**MATERIAL SUPPLIED:**
※ ※ ※

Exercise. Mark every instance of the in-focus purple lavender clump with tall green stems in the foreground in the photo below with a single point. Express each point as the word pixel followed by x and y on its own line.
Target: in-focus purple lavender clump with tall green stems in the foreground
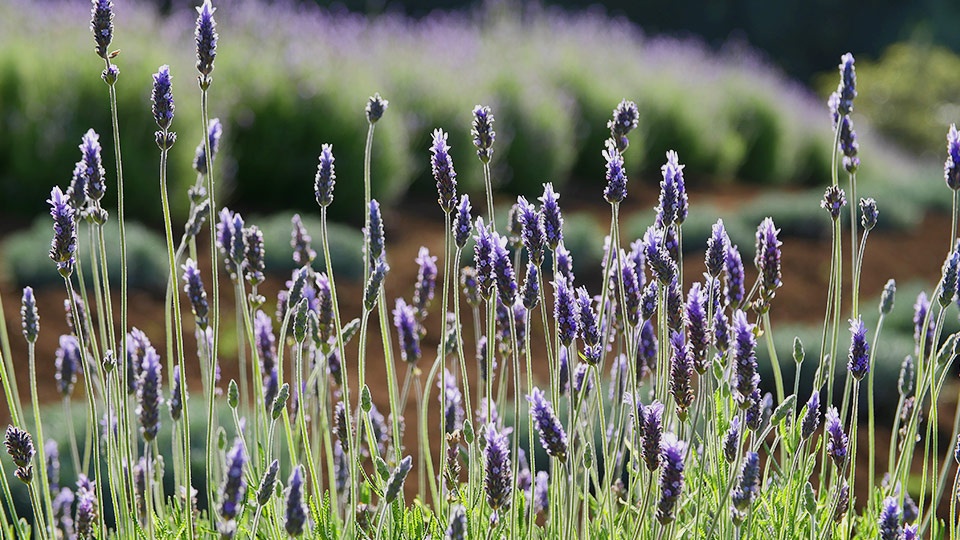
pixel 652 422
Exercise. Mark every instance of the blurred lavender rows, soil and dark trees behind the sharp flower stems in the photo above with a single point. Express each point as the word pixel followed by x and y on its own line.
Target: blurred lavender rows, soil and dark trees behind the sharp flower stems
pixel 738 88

※ ※ ※

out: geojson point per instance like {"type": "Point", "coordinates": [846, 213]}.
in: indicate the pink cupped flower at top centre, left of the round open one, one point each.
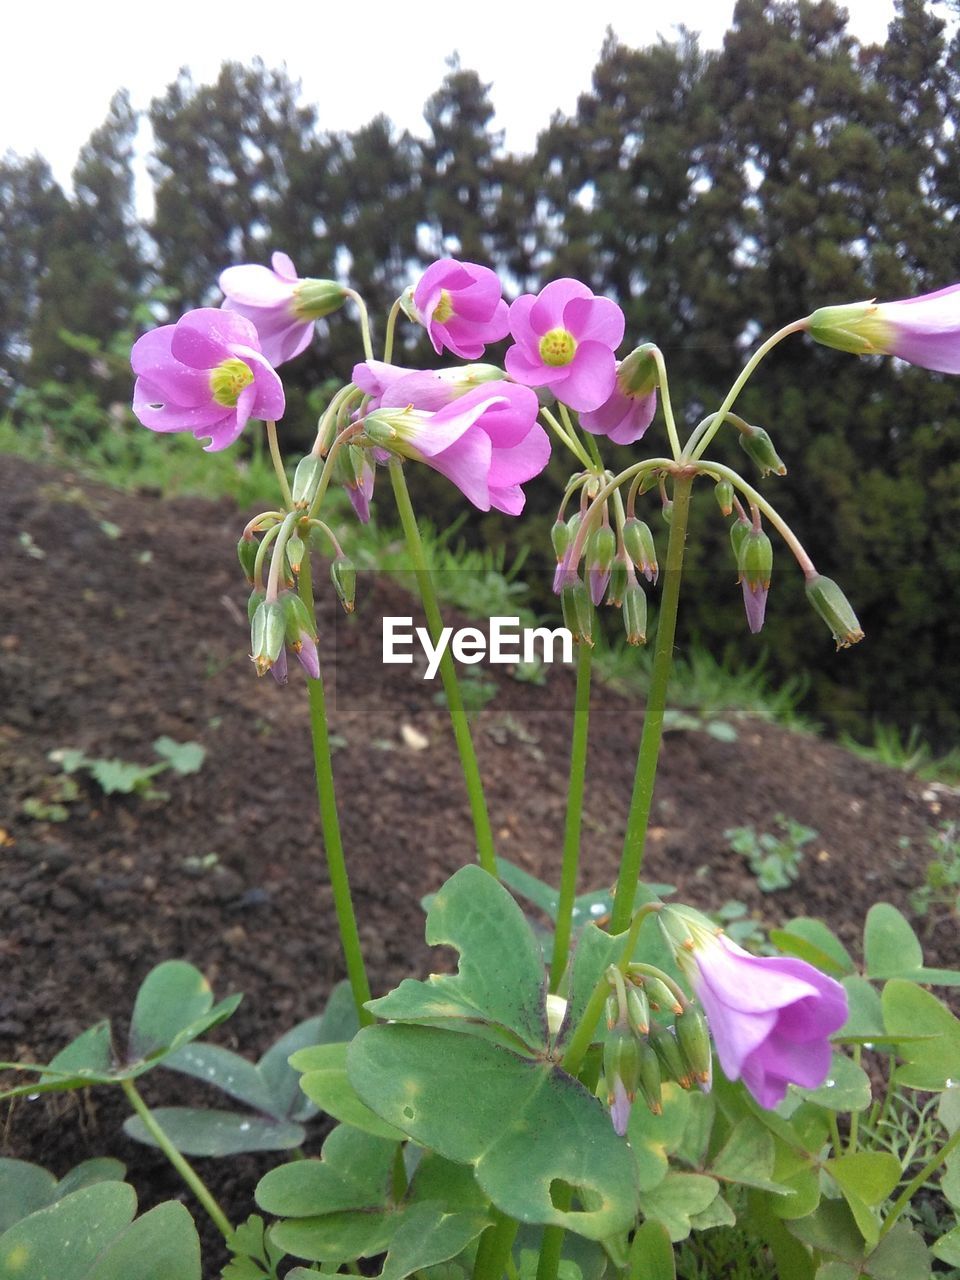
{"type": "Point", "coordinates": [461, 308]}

※ ※ ※

**WHAT THE TASK REQUIRES:** For the word "single", return every line of the records that holds it.

**WRITTEN ANSWER:**
Exercise. Mark every instance of the in-focus purple lavender clump with tall green stems in the foreground in the photo below with a single point. Express each point as the word pixel followed by x and y on its own line.
Exercise. Mark every instance of the blurred lavender rows, soil and dark trees behind the sharp flower stems in the photo above with a single point. Express each point as the word pixel followed by x and y on its own line.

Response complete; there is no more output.